(Beginning of Input material)
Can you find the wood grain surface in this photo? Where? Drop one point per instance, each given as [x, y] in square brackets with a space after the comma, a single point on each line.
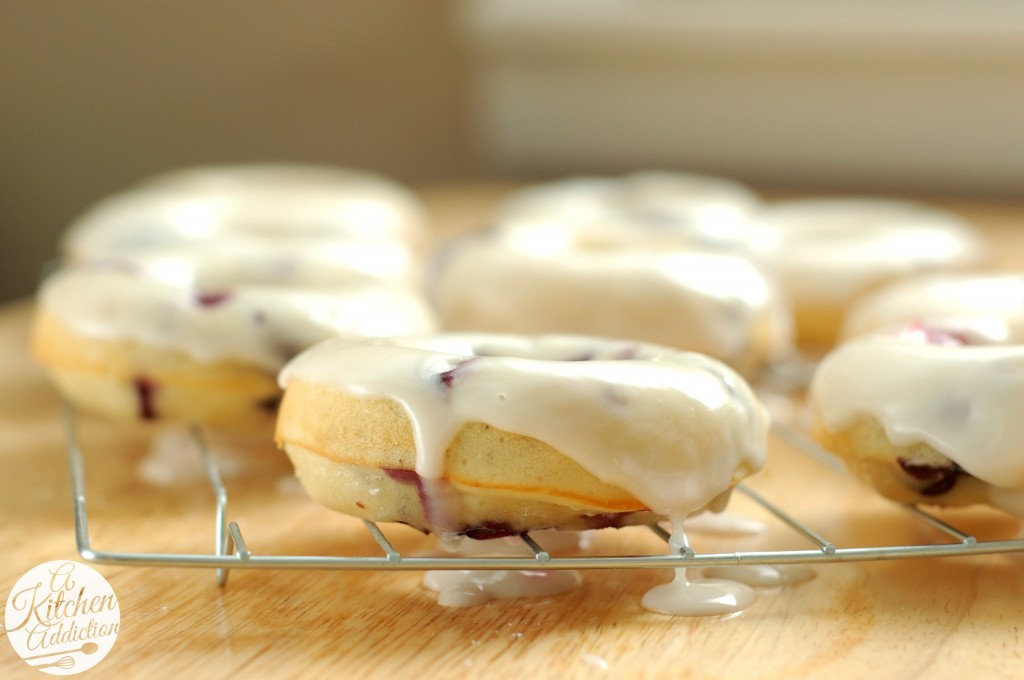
[940, 618]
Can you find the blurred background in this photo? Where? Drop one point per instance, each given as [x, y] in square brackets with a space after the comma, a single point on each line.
[897, 97]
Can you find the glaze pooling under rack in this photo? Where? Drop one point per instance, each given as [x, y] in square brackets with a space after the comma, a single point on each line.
[231, 552]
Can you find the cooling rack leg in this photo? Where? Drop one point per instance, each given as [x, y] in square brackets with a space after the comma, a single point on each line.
(End of Input material)
● Aim of the exercise: Would you return exactly the lines from the one containing "Can you find the blurred" through the end of the listing, both included, and only them?

● Task output:
Can you find the blurred background in this photo? Where? Drop one point per instance, each given as [x, y] in square brackets with a space after the comma, a single point on each line.
[897, 97]
Can you find the glaze pooling under rack in this photo? Where? Drop one point per instance, each given as [x, y] in square brackets with a space after the comma, a single point on each line.
[231, 552]
Can you find the cooling rack leg in this photo? Where? Drop one point per instance, each given as [x, y] in square brackets with a space after the comma, a single point on each line.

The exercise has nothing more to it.